PROVIDED TEXT:
Iowa could suffer a nearly $18 billion blow to its economy this year as a result of the shutdowns, closures and layoffs caused by the coronavirus pandemic, according to a report released this week by the Tax Education Foundation of Iowa.

In a midweek virtual presentation, Creighton University economist Ernie Goss and colleague Scott Strain of Goss & Associates discussed how the effects of the pandemic have affected the state’s jobless rate and state and local tax collections, among other factors.

The report, the second in a series of presentations on the effect of the pandemic on the state’s economy, came as more of the state reopens, more people begin to return to work, and the Legislature reconvened this week.

Goss said while first-time unemployment claims are on the decline, continuing claims remain high, although with slower growth.

“That’s the number we want to keep an eye on,” he said during Wednesday afternoon’s presentation, which used data released before Thursday’s unemployment claim report from Iowa Workforce Development. It also came before today’s national jobless report for May, which showed the number of unemployed workers fell 1.4 percentage points to 13.3%.

Goss said he didn’t see a “significant bump up” in the number of people returning to work in the coming months because of the enhanced federal unemployment benefit of $600 a week.

While that benefit is set to expire in August, another coronavirus relief package in Congress could extend that benefit, further delaying people’s return to work, he said.

“You don’t have to be an economist: When you incentivize something you get more of it, economically speaking, and we’re getting more unemployed workers simply because one reason is certainly those unemployment benefits,” Goss said.

Strain said the CARES Act could help support some jobs moving forward.

“As we see the impact from the CARE Act, we’ll start to see that reflected in the labor market. But some of these jobs may not come back, some of these small businesses may not reopen, and if you annualize these figures, you’re looking at close to $18 billion in total impact for the state of Iowa, and that’s quite significant,” Strain said.

SUPPLIED INFORMATION:
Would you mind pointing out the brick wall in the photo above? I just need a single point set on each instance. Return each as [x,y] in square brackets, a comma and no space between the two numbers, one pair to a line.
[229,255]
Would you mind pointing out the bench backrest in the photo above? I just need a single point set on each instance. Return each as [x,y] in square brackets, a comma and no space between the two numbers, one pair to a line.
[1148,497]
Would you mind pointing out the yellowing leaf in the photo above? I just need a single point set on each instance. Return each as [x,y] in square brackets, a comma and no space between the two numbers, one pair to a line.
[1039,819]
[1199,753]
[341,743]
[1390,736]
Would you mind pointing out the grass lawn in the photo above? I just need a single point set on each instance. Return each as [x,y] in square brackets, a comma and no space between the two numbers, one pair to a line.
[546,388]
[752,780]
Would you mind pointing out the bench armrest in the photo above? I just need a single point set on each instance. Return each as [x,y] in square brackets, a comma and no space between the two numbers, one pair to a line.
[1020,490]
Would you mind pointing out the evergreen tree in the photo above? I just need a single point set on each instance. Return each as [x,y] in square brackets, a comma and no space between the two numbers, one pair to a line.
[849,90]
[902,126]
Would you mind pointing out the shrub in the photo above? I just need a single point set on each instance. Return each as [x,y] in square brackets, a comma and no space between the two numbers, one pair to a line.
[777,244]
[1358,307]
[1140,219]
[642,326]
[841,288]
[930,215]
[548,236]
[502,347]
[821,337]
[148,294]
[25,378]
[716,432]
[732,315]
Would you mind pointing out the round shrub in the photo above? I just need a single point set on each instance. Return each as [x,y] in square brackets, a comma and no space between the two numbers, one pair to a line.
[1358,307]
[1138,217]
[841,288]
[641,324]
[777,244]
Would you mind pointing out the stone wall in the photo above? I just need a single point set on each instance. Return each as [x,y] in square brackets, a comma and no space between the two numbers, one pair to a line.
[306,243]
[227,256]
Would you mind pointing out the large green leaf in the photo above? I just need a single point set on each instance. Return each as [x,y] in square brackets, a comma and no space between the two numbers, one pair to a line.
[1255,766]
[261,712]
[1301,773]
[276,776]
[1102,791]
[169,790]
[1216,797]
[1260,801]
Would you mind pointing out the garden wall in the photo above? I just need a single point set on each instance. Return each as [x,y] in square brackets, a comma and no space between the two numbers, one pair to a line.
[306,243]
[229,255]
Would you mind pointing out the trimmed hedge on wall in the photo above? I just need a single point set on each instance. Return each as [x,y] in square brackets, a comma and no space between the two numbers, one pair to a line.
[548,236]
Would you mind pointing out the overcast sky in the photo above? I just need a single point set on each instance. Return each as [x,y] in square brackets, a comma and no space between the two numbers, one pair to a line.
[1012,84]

WORK ITEM A:
Using the article on Iowa's pandemic economy, decide whether each statement agrees with it, answering yes or no and quoting the deciding words: (i) Goss said first-time unemployment claims are declining; (ii) the enhanced federal unemployment benefit is $600 a month; (iii) the presentation took place on Thursday afternoon.
WORK ITEM B:
Extend the article on Iowa's pandemic economy, picking up after its last sentence.

REPLY A:
(i) Yes: "first-time unemployment claims are on the decline"
(ii) No: "the enhanced federal unemployment benefit of $600 a week"
(iii) No: "he said during Wednesday afternoon’s presentation"

REPLY B:
According to the report, Iowa lost about 227,000 jobs from March 21 to May 9, with wages, salaries and self-employment income seeing a combined loss of more than $1 billion during that period.

Strain said the state could see a decline in future state and local tax collections of $190 million, including sales tax, property tax, individual and corporate income taxes, and other taxes and fees.

Goss said investors are continuing to show caution in the markets.

“The bond prices have grown significantly, which means investors are seeing a lot of risk out there and they’re buying bonds instead of other investment instruments and driving the yields down,” Goss said. 

He said he believes the recovery will go slowly, resembling a Nike swoosh symbol.

“The expansion or return to normal is going slowly, and I think our numbers are going to show that,’ Goss said. 

Strain said some improvement is being seen in spreads between bonds, “which should reflect in normal circumstances, less concern about risk in the market,” he said. 

Strain said other positives are that the Nasdaq composite was close to reaching its most recent high, and some increases in air travel have been seen. He also said initial claims for unemployment benefits peaked in the U.S. in late March, and continuing claims peaked in mid-May.

“At the national level, [this] tells me this will be a very brief downturn in the economy, despite the magnitude of the decline,” Strain said in an opposing view of Goss.

Goss said one difficulty is “separating noise from actual activity.”

“The ‘noise’ meaning the federal intervention,” Goss said. “If we don’t have repeats of this, we may not see the revival you’re talking about. The Federal Reserve has bought bonds up to $6-7 trillion to support the economy, and that’s made the interest rates a little precarious. Someone is going to have to pay the bill on this.”

The bill, he said, is the burgeoning federal deficit of more than $4 trillion this year.

“Ultimately, it’s going to be paid for with higher inflation, higher interest rates or higher taxes, or a combination of all three of those, so that’s the warning I think,” Goss said.